(Segmentation mask data)
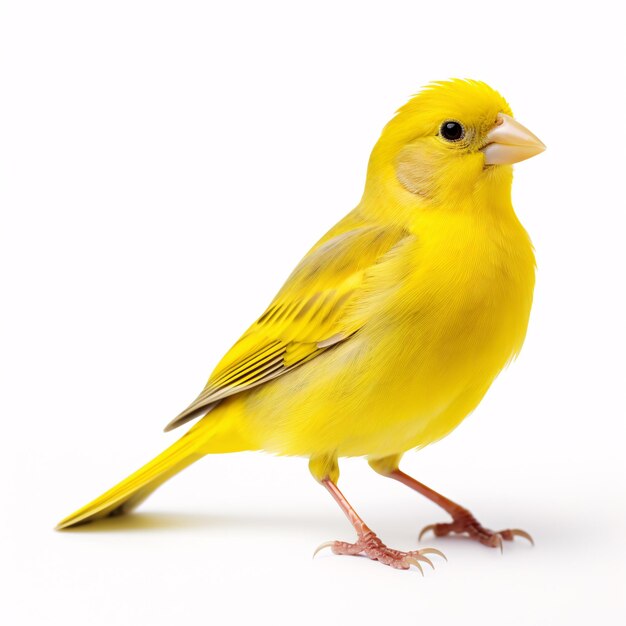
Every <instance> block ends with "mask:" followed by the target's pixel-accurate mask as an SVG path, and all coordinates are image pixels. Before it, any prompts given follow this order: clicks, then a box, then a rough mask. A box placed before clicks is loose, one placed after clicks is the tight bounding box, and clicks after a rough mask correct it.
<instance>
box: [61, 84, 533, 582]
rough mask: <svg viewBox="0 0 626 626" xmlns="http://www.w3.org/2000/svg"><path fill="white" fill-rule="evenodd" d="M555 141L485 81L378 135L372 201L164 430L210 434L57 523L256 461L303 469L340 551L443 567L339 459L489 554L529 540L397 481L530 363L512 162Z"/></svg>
mask: <svg viewBox="0 0 626 626" xmlns="http://www.w3.org/2000/svg"><path fill="white" fill-rule="evenodd" d="M544 150H545V145H544V144H543V143H542V142H541V141H540V140H539V139H538V138H537V137H536V136H535V135H534V134H533V133H531V132H530V131H529V130H528V129H527V128H525V127H524V126H522V124H521V123H520V122H518V121H517V120H516V119H515V118H514V117H513V113H512V111H511V108H510V107H509V104H508V103H507V101H506V100H505V99H504V97H503V96H501V95H500V94H499V92H497V91H496V90H494V89H493V88H491V87H489V86H488V85H487V84H486V83H484V82H481V81H477V80H470V79H458V78H455V79H447V80H443V81H437V82H432V83H429V84H427V85H426V86H425V87H423V88H422V89H421V90H420V91H418V92H417V94H416V95H414V96H413V97H411V98H410V99H409V101H408V102H407V103H406V104H405V105H404V106H402V107H401V108H400V109H398V110H397V111H396V113H395V115H394V116H393V117H392V118H391V120H390V121H389V122H388V123H387V125H386V126H385V127H384V129H383V131H382V133H381V135H380V138H379V139H378V141H377V142H376V144H375V146H374V148H373V150H372V153H371V156H370V159H369V162H368V166H367V174H366V180H365V186H364V191H363V195H362V198H361V200H360V202H359V203H358V205H357V206H356V207H355V208H354V209H353V210H352V211H351V212H349V213H348V214H347V215H346V216H345V217H343V218H342V219H341V220H340V221H339V222H338V223H337V224H336V225H335V226H333V227H332V228H331V229H330V230H329V231H328V232H327V233H326V234H325V235H324V236H323V237H322V238H321V239H320V240H319V241H318V242H317V243H316V244H315V245H314V246H313V247H312V248H311V249H310V250H309V251H308V252H307V253H306V255H305V256H304V257H303V259H302V260H301V261H300V262H299V264H298V265H297V266H296V268H295V269H294V270H293V272H292V273H291V275H290V276H289V277H288V279H287V281H286V282H285V284H284V285H283V287H282V288H281V289H280V291H279V292H278V293H277V295H276V296H275V297H274V299H273V300H272V301H271V303H270V304H269V306H268V307H267V309H266V310H265V311H264V312H263V314H262V315H261V316H260V317H258V318H257V319H256V321H255V322H254V323H253V324H252V325H251V326H250V327H249V328H248V330H246V331H245V332H244V333H243V335H242V336H241V338H240V339H239V340H238V341H237V342H236V343H235V344H234V345H233V347H232V348H231V349H230V350H229V351H228V352H227V353H226V355H225V356H224V357H223V358H222V360H221V361H220V362H219V363H218V364H217V366H216V367H215V369H214V370H213V373H212V374H211V376H210V377H209V380H208V382H207V384H206V386H205V387H204V389H203V390H202V391H201V393H200V394H199V395H198V397H197V398H196V399H195V400H194V401H193V402H192V403H191V404H190V405H189V406H188V407H187V408H186V409H185V410H184V411H182V412H181V413H180V414H179V415H178V416H177V417H176V418H174V419H173V420H172V421H171V422H170V423H169V424H168V425H167V426H166V428H165V430H166V431H169V430H172V429H174V428H176V427H178V426H181V425H183V424H185V423H187V422H189V421H191V420H198V421H196V423H195V424H193V425H192V427H191V428H190V429H189V430H188V431H187V432H186V433H185V434H184V435H183V436H182V437H181V438H180V439H178V440H177V441H176V442H175V443H173V444H172V445H171V446H170V447H169V448H167V449H166V450H165V451H164V452H162V453H161V454H159V455H158V456H157V457H155V458H154V459H153V460H152V461H150V462H149V463H147V464H146V465H144V466H143V467H141V468H140V469H139V470H137V471H136V472H135V473H133V474H131V475H130V476H129V477H128V478H126V479H125V480H123V481H122V482H120V483H119V484H117V485H116V486H114V487H113V488H111V489H110V490H108V491H106V492H105V493H104V494H102V495H101V496H100V497H98V498H96V499H95V500H93V501H92V502H90V503H89V504H87V505H86V506H84V507H82V508H81V509H79V510H77V511H76V512H75V513H73V514H71V515H69V516H68V517H66V518H65V519H63V520H62V521H61V522H60V523H59V524H58V525H57V527H56V528H57V529H59V530H62V529H67V528H70V527H73V526H76V525H78V524H84V523H86V522H91V521H93V520H97V519H100V518H105V517H108V516H114V515H119V514H122V513H127V512H128V511H131V510H132V509H133V508H135V507H136V506H137V505H139V504H140V503H141V502H142V501H143V500H144V499H145V498H146V497H147V496H149V495H150V494H151V493H152V492H153V491H154V490H155V489H156V488H157V487H159V486H160V485H161V484H163V483H164V482H165V481H166V480H168V479H169V478H171V477H172V476H174V475H175V474H177V473H178V472H180V471H181V470H183V469H184V468H186V467H188V466H189V465H190V464H192V463H194V462H195V461H197V460H199V459H200V458H201V457H203V456H205V455H207V454H218V453H225V452H237V451H244V450H248V451H249V450H253V451H266V452H269V453H273V454H277V455H283V456H300V457H305V458H308V460H309V470H310V472H311V474H312V475H313V477H314V478H315V479H316V480H317V481H318V482H319V483H320V484H321V485H322V486H323V487H324V488H325V489H326V490H327V491H328V492H329V494H330V495H331V496H332V498H333V499H334V500H335V501H336V503H337V504H338V505H339V507H340V509H341V510H342V511H343V513H344V514H345V515H346V516H347V518H348V520H349V521H350V523H351V524H352V526H353V528H354V531H355V533H356V538H355V540H354V541H352V542H348V541H339V540H336V541H329V542H325V543H323V544H322V545H321V546H320V548H318V550H319V549H322V548H326V547H329V548H330V549H331V551H332V552H333V553H334V554H337V555H360V556H362V557H367V558H369V559H371V560H374V561H378V562H380V563H382V564H384V565H388V566H391V567H393V568H397V569H405V570H406V569H410V568H411V566H413V567H417V568H418V569H420V571H422V573H423V570H422V566H421V563H427V564H429V565H432V561H431V559H429V557H428V556H427V555H428V554H431V555H440V556H444V555H443V553H441V552H440V551H439V550H436V549H435V548H422V549H419V550H409V551H402V550H397V549H394V548H391V547H389V546H387V545H386V544H385V543H383V541H382V540H381V539H380V538H379V537H378V535H377V534H376V533H375V532H374V531H373V530H371V529H370V527H369V526H368V525H367V524H366V523H365V521H364V520H363V519H362V518H361V517H359V515H358V513H357V512H356V511H355V509H354V508H353V507H352V505H351V504H350V503H349V501H348V500H347V499H346V497H345V496H344V494H343V492H342V491H340V489H339V487H338V480H339V465H338V460H339V459H340V458H344V457H363V458H365V459H366V460H367V462H368V463H369V465H370V466H371V468H372V469H373V470H374V471H375V472H377V473H379V474H381V475H383V476H385V477H389V478H391V479H394V480H396V481H399V482H400V483H403V484H404V485H406V486H408V487H409V488H410V489H412V490H414V491H416V492H417V493H419V494H421V495H423V496H425V497H426V498H428V499H430V500H431V501H433V502H434V503H436V504H438V505H439V506H440V507H441V508H442V509H443V510H444V511H445V512H446V513H447V514H448V515H449V517H450V521H448V522H442V523H436V524H431V525H429V526H427V527H426V528H425V529H424V530H423V531H422V533H421V534H420V536H419V540H420V541H421V539H422V535H423V534H424V533H425V532H427V531H432V532H433V533H434V535H435V536H438V537H443V536H446V535H449V534H451V533H454V534H462V535H464V536H466V537H469V538H470V539H473V540H476V541H478V542H480V543H482V544H484V545H486V546H489V547H492V548H498V547H499V548H500V549H502V542H503V540H504V541H510V540H513V539H514V538H515V537H524V538H526V539H528V540H529V541H530V542H531V543H532V537H531V536H530V535H529V534H528V533H527V532H526V531H523V530H521V529H518V528H511V529H506V530H501V531H498V532H496V531H493V530H491V529H489V528H488V527H486V526H483V525H482V524H481V523H480V522H479V521H478V520H477V518H476V517H475V516H474V515H473V514H472V513H471V512H470V511H469V509H467V508H465V507H463V506H461V505H459V504H457V503H456V502H454V501H452V500H450V499H448V498H446V497H444V496H443V495H440V494H439V493H437V492H436V491H434V490H433V489H431V488H429V487H427V486H426V485H424V484H423V483H420V482H418V481H417V480H416V479H415V478H413V477H411V476H409V475H408V474H405V473H404V472H403V471H402V470H401V469H400V461H401V459H402V457H403V455H404V454H405V453H406V452H408V451H411V450H419V449H421V448H423V447H425V446H427V445H429V444H431V443H433V442H436V441H438V440H440V439H442V438H443V437H445V436H446V435H448V434H449V433H450V432H451V431H452V430H454V429H455V428H456V427H457V426H458V425H459V424H460V422H461V421H462V420H463V419H464V418H465V417H466V416H467V415H468V414H470V413H471V412H472V411H473V410H474V409H475V408H476V407H477V406H478V404H479V403H480V402H481V400H482V398H483V397H484V395H485V393H486V392H487V390H488V389H489V387H490V385H491V384H492V383H493V381H494V379H495V378H496V377H497V376H498V374H499V373H500V372H501V371H502V370H503V369H504V368H505V367H506V366H507V365H508V364H509V363H510V362H511V361H512V360H514V359H515V358H516V357H517V355H518V354H519V352H520V349H521V347H522V344H523V342H524V339H525V336H526V332H527V326H528V321H529V316H530V311H531V306H532V301H533V291H534V284H535V267H536V263H535V256H534V248H533V245H532V243H531V240H530V237H529V235H528V233H527V232H526V230H525V229H524V227H523V226H522V224H521V222H520V221H519V219H518V217H517V215H516V213H515V211H514V209H513V205H512V201H511V187H512V164H513V163H517V162H519V161H523V160H525V159H528V158H530V157H532V156H535V155H537V154H539V153H541V152H543V151H544Z"/></svg>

◆ **PROBLEM STATEMENT**
Search the records above for "rough". Copy each line where it is found.

◆ **EXERCISE RESPONSE**
Every <instance> block ends with "mask:" followed by the target's pixel-accurate mask as an SVG path, and all coordinates are image pixels. Before it, any prompts given follow this order: clicks, then a box, then a rough mask. A box placed before clicks is loose, one placed after clicks is the tight bounding box, and clicks after a rough mask correct it.
rough mask: <svg viewBox="0 0 626 626" xmlns="http://www.w3.org/2000/svg"><path fill="white" fill-rule="evenodd" d="M555 141L485 81L378 135L372 201L164 430L210 434L57 523L256 461L303 469L340 551L443 567L339 459L489 554L529 540L397 481L530 363L512 162Z"/></svg>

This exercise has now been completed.